#### [Requirement]
When you reach the line below that has "of the power", start returning lines exactly, and stop after the line that has "Target: white pvc pipe"; skip the pictures.

#### [Supplied entries]
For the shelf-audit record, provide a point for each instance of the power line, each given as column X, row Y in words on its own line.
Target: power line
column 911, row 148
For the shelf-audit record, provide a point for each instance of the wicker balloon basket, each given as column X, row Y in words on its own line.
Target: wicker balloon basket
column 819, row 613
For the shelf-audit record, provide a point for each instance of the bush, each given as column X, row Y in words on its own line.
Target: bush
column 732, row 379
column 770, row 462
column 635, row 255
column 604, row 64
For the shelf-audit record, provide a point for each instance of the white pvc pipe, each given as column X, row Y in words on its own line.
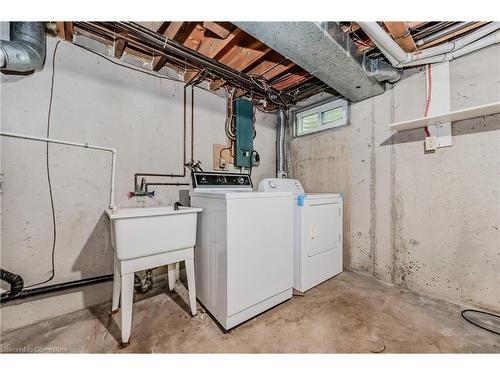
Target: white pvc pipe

--

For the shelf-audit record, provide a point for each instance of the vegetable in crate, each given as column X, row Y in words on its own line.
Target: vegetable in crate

#### [Solution to this problem]
For the shelf-audit record, provide a point for each instance of the power line, each given as column X, row Y in words on its own line.
Target: power line
column 911, row 148
For the shelf-audit record, provide a point for each instance of the wicker balloon basket, each given as column X, row Y in words on its own line.
Target: wicker balloon basket
column 819, row 613
For the shelf-audit record, provide a point for each instance of the bush, each given as column X, row Y in words on its own line.
Target: bush
column 732, row 379
column 770, row 462
column 635, row 255
column 604, row 64
For the shelf-audit record, provide a point for each instance of the white pvc pipe, each given as column X, row Y in words on its own line.
Target: white pvc pipe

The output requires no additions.